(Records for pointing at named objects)

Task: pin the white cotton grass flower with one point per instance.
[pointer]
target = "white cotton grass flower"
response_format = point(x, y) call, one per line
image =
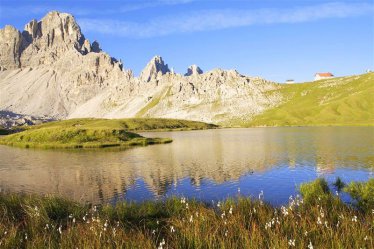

Stated goal: Extract each line of the records that contains the string "cotton". Treat the match as case-sensitive.

Exercise output:
Task: pin the white cotton grass flower with one point per instance.
target = "white cotton grass flower"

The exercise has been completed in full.